_ROWS_
▼

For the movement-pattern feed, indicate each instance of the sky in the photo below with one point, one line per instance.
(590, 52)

▲
▼

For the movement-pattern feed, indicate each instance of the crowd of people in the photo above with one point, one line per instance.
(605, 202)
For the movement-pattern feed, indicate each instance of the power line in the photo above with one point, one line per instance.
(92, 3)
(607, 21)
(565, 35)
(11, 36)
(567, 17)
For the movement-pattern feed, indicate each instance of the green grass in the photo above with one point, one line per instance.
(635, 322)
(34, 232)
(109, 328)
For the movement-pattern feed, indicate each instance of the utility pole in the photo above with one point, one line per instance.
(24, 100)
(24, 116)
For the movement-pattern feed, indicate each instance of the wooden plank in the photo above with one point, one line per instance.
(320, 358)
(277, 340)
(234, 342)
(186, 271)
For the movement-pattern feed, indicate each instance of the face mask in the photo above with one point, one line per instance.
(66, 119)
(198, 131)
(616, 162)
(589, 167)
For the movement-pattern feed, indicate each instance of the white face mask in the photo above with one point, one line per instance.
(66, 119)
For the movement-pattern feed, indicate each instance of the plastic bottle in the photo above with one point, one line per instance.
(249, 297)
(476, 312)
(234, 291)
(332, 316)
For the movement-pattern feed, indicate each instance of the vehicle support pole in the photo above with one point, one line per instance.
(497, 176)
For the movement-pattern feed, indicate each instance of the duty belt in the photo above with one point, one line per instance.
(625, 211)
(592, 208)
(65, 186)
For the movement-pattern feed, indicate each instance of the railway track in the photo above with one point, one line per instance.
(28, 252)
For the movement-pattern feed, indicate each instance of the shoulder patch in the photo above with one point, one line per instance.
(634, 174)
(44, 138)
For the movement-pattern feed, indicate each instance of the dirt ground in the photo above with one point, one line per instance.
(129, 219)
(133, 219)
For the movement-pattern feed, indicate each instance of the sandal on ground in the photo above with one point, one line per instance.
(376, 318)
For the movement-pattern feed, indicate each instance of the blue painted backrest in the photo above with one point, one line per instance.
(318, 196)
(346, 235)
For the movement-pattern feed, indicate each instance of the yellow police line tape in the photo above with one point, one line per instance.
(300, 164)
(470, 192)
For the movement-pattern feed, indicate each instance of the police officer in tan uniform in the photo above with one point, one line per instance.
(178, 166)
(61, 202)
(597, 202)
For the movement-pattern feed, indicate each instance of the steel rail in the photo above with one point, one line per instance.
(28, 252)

▲

Select each line in the records above that contains the string "mask". Matching is case-sensitive.

_RESULT_
For the movement-pattern feed, indicate each instance of the face mask in the photo above with one point, one line per instance.
For the movement-pattern feed, indicate each instance of the white face mask in the photo above with one point, one line per instance.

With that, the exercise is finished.